Exercise details
Your output must consist solely of the lines from the one containing "of the grassy" through the end of the records, reproduced exactly.

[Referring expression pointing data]
☆ ☆ ☆ ☆ ☆

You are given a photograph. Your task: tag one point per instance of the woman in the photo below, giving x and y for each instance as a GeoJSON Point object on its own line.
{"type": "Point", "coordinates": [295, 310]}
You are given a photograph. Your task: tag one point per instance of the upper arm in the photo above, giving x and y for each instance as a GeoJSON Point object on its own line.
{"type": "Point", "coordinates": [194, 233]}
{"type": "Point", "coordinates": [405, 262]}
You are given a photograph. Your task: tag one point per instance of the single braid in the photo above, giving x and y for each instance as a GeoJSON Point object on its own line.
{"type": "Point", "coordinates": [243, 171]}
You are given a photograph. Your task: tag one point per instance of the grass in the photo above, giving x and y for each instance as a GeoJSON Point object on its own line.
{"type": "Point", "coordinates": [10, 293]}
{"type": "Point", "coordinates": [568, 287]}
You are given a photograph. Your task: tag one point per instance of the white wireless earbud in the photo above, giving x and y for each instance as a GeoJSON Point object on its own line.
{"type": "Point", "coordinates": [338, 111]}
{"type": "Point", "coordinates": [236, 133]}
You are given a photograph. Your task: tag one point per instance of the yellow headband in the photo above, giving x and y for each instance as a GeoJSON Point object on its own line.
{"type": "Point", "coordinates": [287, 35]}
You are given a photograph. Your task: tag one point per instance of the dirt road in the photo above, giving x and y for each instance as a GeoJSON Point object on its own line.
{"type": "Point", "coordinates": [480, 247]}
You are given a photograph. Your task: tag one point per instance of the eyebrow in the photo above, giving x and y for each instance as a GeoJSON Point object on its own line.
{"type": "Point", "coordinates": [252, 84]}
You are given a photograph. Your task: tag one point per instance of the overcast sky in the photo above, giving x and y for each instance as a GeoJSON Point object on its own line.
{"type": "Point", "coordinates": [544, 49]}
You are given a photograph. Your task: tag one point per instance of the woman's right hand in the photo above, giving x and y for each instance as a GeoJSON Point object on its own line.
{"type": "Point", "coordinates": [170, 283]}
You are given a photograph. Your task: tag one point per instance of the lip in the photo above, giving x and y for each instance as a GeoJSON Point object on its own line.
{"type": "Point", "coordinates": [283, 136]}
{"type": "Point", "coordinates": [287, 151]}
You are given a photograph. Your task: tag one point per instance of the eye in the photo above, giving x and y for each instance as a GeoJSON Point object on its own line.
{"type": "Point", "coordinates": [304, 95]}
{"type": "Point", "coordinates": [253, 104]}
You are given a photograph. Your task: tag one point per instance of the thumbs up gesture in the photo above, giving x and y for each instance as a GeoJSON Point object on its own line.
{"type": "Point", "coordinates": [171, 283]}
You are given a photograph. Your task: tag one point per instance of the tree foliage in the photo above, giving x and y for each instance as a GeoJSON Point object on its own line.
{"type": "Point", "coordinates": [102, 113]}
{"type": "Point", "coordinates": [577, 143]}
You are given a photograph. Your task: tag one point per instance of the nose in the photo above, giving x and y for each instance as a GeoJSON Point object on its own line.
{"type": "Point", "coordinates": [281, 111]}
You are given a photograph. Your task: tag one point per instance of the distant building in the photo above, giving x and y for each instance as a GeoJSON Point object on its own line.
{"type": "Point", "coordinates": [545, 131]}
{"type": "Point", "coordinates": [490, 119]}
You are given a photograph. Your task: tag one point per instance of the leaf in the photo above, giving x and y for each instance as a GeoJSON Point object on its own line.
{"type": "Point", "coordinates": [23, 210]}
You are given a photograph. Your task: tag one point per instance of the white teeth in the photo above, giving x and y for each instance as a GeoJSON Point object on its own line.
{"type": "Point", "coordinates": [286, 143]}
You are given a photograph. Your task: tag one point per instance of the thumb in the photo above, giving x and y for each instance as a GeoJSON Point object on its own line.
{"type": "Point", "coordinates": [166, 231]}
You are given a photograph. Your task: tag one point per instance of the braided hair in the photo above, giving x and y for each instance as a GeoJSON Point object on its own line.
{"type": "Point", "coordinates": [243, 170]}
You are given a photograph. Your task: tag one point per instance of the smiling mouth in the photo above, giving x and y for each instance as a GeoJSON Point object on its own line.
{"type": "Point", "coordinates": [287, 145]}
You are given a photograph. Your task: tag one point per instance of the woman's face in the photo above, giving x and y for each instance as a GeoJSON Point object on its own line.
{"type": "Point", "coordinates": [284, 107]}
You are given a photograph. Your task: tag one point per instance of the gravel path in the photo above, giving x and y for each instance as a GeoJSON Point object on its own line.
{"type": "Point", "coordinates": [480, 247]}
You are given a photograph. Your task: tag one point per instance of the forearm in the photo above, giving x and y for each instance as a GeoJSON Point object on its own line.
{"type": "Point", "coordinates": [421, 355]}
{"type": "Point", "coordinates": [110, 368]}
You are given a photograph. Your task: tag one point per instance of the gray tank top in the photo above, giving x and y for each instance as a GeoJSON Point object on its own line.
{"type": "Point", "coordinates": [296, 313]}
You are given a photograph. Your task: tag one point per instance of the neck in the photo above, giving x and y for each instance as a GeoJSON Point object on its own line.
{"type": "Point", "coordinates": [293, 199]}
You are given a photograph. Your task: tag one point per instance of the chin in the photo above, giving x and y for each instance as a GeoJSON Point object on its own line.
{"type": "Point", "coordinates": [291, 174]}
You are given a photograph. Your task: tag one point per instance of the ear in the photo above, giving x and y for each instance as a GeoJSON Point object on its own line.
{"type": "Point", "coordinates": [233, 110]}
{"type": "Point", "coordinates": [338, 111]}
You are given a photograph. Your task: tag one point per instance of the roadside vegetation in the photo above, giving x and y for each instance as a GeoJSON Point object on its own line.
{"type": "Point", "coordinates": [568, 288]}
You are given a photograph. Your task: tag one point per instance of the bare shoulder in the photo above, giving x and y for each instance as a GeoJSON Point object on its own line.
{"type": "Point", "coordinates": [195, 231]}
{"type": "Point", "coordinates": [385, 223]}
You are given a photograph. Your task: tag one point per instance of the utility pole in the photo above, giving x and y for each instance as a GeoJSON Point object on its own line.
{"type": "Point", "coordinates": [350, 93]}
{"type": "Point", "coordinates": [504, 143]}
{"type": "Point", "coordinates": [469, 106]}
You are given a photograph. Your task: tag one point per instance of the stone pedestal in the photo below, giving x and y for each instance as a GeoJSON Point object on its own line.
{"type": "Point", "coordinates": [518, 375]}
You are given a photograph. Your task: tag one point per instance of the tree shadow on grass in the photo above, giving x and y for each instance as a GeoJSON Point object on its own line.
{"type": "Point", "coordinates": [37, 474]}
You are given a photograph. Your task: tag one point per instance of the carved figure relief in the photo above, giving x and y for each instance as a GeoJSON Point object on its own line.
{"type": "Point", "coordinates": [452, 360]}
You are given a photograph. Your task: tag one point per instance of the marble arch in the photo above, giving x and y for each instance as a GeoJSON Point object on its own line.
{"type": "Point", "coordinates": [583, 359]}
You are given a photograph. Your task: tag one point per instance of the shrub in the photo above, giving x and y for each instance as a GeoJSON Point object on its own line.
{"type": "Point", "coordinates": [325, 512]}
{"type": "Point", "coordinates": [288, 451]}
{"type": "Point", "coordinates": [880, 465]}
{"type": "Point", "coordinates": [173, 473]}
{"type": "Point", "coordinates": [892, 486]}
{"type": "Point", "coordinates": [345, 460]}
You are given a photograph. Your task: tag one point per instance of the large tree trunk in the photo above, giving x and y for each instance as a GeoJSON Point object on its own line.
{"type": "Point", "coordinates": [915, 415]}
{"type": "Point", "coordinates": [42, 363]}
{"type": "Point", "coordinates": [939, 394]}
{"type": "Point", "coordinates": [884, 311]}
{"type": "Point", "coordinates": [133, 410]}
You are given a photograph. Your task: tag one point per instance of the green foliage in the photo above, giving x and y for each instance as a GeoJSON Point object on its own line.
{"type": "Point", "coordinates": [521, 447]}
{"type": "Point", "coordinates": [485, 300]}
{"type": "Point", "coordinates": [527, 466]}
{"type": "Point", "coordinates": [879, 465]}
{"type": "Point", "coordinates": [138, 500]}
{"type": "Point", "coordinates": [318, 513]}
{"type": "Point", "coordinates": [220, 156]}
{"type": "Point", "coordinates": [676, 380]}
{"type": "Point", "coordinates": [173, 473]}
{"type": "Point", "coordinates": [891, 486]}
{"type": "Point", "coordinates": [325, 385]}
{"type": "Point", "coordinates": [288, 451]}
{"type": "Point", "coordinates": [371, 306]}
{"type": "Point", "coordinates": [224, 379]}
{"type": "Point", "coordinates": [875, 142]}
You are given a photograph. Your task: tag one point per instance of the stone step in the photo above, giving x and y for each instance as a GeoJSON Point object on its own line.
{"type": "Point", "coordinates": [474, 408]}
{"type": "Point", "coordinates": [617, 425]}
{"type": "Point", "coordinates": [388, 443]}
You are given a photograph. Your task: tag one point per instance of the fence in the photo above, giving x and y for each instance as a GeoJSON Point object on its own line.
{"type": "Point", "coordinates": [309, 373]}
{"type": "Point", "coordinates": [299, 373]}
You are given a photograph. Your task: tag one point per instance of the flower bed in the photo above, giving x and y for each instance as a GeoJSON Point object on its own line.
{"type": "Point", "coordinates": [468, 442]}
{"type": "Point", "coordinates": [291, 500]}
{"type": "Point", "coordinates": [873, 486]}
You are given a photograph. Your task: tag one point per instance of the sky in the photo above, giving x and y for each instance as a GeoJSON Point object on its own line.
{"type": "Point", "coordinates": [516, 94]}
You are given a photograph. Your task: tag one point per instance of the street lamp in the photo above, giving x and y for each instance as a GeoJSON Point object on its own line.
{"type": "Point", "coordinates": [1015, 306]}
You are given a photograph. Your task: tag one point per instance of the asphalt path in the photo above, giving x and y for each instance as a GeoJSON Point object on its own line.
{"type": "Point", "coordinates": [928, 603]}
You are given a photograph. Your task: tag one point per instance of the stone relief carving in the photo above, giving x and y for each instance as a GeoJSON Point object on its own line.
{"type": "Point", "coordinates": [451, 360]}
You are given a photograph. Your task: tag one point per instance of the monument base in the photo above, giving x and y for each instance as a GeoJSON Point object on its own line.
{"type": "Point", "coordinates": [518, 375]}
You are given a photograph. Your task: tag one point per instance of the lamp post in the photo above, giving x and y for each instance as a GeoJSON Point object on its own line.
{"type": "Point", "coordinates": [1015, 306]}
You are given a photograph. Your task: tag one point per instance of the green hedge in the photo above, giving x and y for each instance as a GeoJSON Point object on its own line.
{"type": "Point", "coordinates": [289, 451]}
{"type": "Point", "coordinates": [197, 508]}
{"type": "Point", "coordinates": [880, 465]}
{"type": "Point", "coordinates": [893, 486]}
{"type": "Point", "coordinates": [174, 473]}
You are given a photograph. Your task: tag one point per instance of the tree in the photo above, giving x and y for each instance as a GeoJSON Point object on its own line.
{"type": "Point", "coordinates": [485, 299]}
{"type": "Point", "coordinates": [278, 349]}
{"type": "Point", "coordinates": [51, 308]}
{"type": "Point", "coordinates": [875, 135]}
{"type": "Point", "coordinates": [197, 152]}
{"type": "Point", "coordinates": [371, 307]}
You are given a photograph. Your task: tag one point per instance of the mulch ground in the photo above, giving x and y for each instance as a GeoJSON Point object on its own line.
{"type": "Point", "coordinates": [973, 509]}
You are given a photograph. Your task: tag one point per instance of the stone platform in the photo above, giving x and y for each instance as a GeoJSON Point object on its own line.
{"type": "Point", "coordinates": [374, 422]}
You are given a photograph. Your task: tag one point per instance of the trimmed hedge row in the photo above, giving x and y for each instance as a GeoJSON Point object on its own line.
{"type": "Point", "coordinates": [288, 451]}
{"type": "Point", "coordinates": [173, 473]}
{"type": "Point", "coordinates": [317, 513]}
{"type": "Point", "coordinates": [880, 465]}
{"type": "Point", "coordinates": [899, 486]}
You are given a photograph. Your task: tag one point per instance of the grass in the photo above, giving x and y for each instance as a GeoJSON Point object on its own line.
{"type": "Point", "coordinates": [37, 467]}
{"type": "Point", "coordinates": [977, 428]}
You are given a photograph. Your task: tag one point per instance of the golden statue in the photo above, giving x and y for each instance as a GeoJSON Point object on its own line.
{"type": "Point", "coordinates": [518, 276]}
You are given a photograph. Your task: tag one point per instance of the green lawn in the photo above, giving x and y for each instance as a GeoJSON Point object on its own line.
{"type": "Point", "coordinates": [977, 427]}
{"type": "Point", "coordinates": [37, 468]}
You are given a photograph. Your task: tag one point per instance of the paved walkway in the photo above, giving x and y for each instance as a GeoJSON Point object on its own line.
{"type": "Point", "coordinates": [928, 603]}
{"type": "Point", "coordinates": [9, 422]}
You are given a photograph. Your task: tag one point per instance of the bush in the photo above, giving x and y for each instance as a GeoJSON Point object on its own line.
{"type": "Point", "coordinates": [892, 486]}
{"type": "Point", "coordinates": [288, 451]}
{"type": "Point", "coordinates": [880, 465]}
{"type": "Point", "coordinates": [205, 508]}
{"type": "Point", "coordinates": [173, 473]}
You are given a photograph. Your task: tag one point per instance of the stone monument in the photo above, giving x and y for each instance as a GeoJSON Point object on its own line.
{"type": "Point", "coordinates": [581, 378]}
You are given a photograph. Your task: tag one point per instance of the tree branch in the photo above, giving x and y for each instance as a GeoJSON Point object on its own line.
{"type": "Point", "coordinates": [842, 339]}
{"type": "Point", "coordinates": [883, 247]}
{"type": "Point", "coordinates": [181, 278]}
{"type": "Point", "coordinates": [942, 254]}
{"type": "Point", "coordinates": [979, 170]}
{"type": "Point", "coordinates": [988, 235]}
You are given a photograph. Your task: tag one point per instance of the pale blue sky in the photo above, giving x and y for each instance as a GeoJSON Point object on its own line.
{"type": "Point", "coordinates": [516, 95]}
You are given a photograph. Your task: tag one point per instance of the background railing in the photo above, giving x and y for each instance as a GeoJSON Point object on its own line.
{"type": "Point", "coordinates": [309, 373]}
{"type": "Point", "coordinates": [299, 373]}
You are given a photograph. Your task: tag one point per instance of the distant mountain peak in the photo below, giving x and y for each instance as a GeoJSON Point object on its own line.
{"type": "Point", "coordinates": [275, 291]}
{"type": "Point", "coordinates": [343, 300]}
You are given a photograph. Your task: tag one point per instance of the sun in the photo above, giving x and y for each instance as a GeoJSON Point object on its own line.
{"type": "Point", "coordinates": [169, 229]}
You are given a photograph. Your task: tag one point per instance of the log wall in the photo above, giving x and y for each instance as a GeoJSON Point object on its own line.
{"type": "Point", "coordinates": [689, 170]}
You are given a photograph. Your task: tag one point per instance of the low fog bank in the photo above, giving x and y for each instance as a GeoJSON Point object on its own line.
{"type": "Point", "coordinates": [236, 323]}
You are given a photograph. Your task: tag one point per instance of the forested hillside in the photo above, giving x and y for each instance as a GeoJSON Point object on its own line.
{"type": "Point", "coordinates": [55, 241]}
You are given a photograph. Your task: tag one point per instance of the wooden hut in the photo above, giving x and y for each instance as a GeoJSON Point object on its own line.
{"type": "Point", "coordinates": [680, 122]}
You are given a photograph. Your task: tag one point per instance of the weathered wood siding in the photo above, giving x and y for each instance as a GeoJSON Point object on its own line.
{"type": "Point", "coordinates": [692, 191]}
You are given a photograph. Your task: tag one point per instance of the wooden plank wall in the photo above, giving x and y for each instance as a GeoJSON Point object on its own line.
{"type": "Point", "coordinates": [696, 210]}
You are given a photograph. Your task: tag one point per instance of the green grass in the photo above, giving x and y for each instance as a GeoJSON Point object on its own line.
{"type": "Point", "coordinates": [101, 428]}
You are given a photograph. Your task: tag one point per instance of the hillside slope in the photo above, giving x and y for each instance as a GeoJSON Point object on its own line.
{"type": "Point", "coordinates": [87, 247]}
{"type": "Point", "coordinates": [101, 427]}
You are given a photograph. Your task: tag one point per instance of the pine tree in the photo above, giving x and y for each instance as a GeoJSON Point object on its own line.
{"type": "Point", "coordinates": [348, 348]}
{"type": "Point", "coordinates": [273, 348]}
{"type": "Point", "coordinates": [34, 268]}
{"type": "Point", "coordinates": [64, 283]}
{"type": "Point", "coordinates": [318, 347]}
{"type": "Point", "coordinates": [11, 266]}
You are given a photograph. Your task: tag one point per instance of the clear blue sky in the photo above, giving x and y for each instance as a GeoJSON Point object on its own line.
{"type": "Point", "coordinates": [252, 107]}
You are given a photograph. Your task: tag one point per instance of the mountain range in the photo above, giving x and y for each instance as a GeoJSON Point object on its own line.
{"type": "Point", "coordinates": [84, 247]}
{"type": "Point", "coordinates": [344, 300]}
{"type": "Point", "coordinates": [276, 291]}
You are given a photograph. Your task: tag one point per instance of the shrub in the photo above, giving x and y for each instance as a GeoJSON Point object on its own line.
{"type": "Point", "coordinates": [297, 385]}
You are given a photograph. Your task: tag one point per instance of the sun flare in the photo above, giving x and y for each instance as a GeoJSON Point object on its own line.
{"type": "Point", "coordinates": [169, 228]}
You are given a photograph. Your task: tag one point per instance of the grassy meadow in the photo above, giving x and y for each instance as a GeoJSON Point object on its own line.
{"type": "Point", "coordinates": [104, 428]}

☆ ☆ ☆ ☆ ☆

Problem solution
You are given a photograph. Your task: tag one point per instance of the grassy meadow in the photo above, giving x and y for each instance as a GeoJSON Point object on its own line.
{"type": "Point", "coordinates": [104, 428]}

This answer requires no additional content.